[BEGIN]

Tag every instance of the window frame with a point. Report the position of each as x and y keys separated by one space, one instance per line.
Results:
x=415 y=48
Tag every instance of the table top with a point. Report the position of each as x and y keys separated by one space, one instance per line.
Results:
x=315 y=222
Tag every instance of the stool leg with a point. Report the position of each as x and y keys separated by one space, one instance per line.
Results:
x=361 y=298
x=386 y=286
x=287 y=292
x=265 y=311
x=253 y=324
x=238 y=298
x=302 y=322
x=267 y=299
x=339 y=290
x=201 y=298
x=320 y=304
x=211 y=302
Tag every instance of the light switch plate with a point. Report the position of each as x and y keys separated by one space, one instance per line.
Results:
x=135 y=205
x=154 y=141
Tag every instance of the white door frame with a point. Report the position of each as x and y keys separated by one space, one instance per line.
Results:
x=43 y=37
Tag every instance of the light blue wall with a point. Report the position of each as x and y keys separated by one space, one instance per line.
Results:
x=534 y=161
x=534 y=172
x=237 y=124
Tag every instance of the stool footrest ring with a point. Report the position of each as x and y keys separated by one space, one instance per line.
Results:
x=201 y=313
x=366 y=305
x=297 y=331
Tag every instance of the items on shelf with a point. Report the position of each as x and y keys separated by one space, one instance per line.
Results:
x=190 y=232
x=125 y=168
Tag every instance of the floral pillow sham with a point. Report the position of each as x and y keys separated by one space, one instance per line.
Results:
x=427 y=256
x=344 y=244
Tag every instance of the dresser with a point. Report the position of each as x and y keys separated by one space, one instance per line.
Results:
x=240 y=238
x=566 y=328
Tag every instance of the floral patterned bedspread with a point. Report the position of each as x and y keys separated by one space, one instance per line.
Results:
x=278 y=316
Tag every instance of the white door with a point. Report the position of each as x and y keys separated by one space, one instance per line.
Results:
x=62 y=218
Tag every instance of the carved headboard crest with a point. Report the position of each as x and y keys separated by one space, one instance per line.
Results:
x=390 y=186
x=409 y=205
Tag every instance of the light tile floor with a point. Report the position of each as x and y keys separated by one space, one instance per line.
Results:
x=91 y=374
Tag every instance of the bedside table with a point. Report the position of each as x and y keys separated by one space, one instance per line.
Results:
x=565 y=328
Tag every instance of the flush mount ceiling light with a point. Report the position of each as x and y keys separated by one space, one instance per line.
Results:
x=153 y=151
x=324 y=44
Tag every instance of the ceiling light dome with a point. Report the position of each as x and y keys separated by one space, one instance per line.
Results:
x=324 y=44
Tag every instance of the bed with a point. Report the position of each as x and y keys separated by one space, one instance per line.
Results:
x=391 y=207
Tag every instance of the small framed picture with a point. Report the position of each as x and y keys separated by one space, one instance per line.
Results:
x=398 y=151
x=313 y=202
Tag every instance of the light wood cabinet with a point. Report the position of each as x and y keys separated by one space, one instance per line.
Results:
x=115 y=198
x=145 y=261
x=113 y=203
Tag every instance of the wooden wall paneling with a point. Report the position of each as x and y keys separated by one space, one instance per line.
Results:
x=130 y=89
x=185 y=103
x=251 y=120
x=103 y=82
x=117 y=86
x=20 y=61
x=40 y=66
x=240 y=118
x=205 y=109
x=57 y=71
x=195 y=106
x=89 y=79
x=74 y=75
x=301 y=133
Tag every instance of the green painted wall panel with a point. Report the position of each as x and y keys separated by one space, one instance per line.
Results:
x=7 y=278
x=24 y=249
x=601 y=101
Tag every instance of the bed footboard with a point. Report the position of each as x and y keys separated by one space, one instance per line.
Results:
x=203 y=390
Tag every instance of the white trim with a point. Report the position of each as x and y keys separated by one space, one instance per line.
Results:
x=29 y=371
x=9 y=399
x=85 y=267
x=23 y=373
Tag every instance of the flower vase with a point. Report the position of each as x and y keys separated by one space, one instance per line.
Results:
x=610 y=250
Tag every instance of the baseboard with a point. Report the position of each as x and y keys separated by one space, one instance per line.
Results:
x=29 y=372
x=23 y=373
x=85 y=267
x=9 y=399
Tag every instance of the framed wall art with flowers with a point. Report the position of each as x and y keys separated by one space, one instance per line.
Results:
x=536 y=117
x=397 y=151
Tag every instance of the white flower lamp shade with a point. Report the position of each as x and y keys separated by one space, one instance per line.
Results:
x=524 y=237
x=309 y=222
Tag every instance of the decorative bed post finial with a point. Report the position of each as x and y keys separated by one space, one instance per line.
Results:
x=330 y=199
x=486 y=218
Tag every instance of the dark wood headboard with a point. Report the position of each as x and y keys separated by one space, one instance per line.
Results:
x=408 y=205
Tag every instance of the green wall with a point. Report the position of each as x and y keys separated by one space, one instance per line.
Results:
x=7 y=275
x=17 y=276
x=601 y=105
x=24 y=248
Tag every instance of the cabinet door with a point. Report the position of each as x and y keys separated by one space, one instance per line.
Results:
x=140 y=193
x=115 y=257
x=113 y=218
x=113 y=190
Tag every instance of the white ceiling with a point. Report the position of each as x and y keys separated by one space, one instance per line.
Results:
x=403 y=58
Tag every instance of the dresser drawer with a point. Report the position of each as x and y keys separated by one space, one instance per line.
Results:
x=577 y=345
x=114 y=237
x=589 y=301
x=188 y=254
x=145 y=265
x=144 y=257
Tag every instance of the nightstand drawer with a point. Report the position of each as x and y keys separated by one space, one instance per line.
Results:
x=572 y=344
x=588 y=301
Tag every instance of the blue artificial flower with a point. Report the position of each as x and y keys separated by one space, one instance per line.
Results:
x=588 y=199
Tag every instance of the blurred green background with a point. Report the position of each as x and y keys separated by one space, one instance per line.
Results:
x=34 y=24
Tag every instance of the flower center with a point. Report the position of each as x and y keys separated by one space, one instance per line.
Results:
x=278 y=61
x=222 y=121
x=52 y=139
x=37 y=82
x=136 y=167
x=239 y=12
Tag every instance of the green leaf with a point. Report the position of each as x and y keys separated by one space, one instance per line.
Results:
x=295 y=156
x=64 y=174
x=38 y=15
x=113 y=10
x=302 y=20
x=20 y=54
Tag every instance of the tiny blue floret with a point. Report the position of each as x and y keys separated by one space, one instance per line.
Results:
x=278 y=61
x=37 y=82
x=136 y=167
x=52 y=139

[END]

### The task:
Set down the material above again, word for word.

### Full response:
Tag every instance of the window frame with a point. Report the position of each as x and y keys separated by one space, one instance per line.
Results:
x=415 y=48
Tag every instance of the table top with a point. Report the position of each as x and y keys separated by one space, one instance per line.
Results:
x=315 y=222
Tag every instance of the stool leg with a point. Report the position of each as x and y keys separated by one space, one instance per line.
Results:
x=361 y=298
x=386 y=286
x=287 y=292
x=265 y=311
x=253 y=324
x=238 y=298
x=302 y=322
x=267 y=299
x=339 y=290
x=201 y=298
x=320 y=304
x=211 y=302
Tag every instance of the light switch plate with a point. Report the position of each as x and y keys separated by one space, one instance per line.
Results:
x=135 y=205
x=154 y=141
Tag every instance of the white door frame with a point. Report the position of each as x and y keys separated by one space, one instance per line.
Results:
x=43 y=37
Tag every instance of the light blue wall with a point. Report the position of each as x and y keys separated by one space, one instance per line.
Results:
x=534 y=161
x=534 y=172
x=237 y=124
Tag every instance of the stool footrest ring with a point. Report the position of each as x and y keys separated by one space, one instance per line.
Results:
x=201 y=313
x=366 y=305
x=297 y=331
Tag every instance of the items on shelf with a point. Report the position of each as x and y keys separated by one space, one instance per line.
Results:
x=190 y=232
x=125 y=168
Tag every instance of the floral pillow sham with a point. Report the position of each as x and y keys separated by one space, one instance per line.
Results:
x=427 y=256
x=344 y=244
Tag every instance of the dresser with a point. Report the position of each as x and y keys separated by one space, one instance per line.
Results:
x=240 y=238
x=566 y=328
Tag every instance of the floral patterned bedspread with a point. Report the position of each as x and y keys separated by one space, one instance per line.
Results:
x=278 y=316
Tag every instance of the white door with a point. Report the position of each as x and y keys separated by one space, one instance per line.
Results:
x=62 y=218
Tag every instance of the carved headboard crest with a point. Report the position of each as x and y keys separated by one space, one instance per line.
Results:
x=390 y=186
x=409 y=205
Tag every instance of the light tile floor with a point. Report the position of each as x and y keys separated by one space, one instance per line.
Results:
x=91 y=374
Tag every instance of the bedside table with a point. Report the position of each as x and y keys separated by one space, one instance per line.
Results:
x=565 y=328
Tag every instance of the flush mount ceiling light with a point. Report the position of each as x and y keys separated by one space, one instance per line.
Results:
x=153 y=151
x=324 y=44
Tag every instance of the ceiling light dome with a point. Report the position of each as x and y keys separated by one space, one instance per line.
Results:
x=324 y=44
Tag every instance of the bed with a point. Report the position of each as x and y keys separated by one space, one instance per line.
Results:
x=391 y=207
Tag every instance of the small framed picture with a point. Report the position of each as x and y keys separated by one space, one instance per line.
Results:
x=398 y=151
x=313 y=202
Tag every instance of the light wood cabinet with a point. Report the position of each as x and y keys separated by one space, one instance per line.
Results:
x=115 y=198
x=145 y=261
x=113 y=203
Tag every instance of the wooden wall paneling with a point. Report the position of each as x and y keys separated by one space, one instance per line.
Results:
x=130 y=89
x=185 y=103
x=251 y=120
x=103 y=82
x=117 y=86
x=20 y=61
x=40 y=66
x=240 y=118
x=205 y=109
x=57 y=71
x=195 y=106
x=89 y=79
x=74 y=75
x=301 y=133
Tag every instance of the green painted wall panel with a point. Report the position of each as x and y keys separated by one space, one instance per line.
Results:
x=7 y=278
x=24 y=249
x=601 y=101
Tag every instance of the bed footboard with a point. Report the position of each as x and y keys separated by one space, one instance per line.
Results:
x=203 y=390
Tag every instance of the white trim with a point. Report the position of each as x and y keys separated by one space, one instance per line.
Results:
x=29 y=371
x=9 y=399
x=85 y=267
x=23 y=373
Tag every instance of the flower vase with a point. Report the position of each as x and y keys separated by one space, one instance per line.
Results:
x=610 y=250
Tag every instance of the baseboard with a point. Report the position of each as x and y keys separated by one space, one instance per line.
Results:
x=29 y=372
x=23 y=373
x=85 y=267
x=9 y=399
Tag every instance of the framed wall art with flowers with a point. Report the position of each as x and y keys separated by one space, one instance per line.
Results:
x=536 y=117
x=397 y=151
Tag every instance of the white flower lamp shade with a point. Report the position of each as x and y keys separated by one space, one instance per line.
Results:
x=524 y=237
x=309 y=222
Tag every instance of the decorative bed post finial with a point. Report the position of each as x and y keys separated by one space, one instance per line.
Results:
x=330 y=199
x=486 y=218
Tag every instance of the dark wood headboard with a point. Report the position of each as x and y keys separated by one space, one instance per line.
Results:
x=408 y=205
Tag every instance of the green wall with a point. Report the position of each as x and y keys separated by one space, one instance per line.
Results:
x=7 y=275
x=17 y=276
x=601 y=105
x=24 y=248
Tag every instance of the cabinet door with a point. Report the position of each as x and y keys separated by one space, one instance per line.
Results:
x=140 y=193
x=115 y=257
x=113 y=218
x=113 y=190
Tag every instance of the white ceiling with a point. Report the position of each as x and y keys separated by one space, one instance per line.
Results:
x=403 y=58
Tag every instance of the dresser drawer with a point. Report the position of each as x and y keys separated by one space, one instance per line.
Results:
x=577 y=345
x=114 y=237
x=589 y=301
x=188 y=254
x=145 y=265
x=144 y=257
Tag every instance of the nightstand drawer with a point. Report the position of each as x and y keys separated by one space, one instance per line.
Results:
x=572 y=344
x=588 y=301
Tag every instance of the blue artificial flower with a point. Report the position of each as x and y keys separated by one space, one instance per line.
Results:
x=588 y=199
Tag every instance of the blurred green background with a point. Report the position of each as x and y keys separated by one space, one instance per line.
Results:
x=34 y=24
Tag every instance of the flower center with a point. Report the position of each as x and y keys separated by one space, one instance per line.
Results:
x=278 y=61
x=222 y=121
x=52 y=139
x=37 y=82
x=136 y=167
x=239 y=12
Tag every instance of the green leaf with a point. Report the position of each as x and y keys separated by one space, one instance per line.
Results:
x=295 y=156
x=64 y=174
x=38 y=15
x=113 y=10
x=302 y=20
x=20 y=54
Tag every instance of the tiny blue floret with a point. Report the position of each as x and y keys separated by one space, one instance per line.
Results:
x=278 y=61
x=37 y=82
x=136 y=167
x=52 y=139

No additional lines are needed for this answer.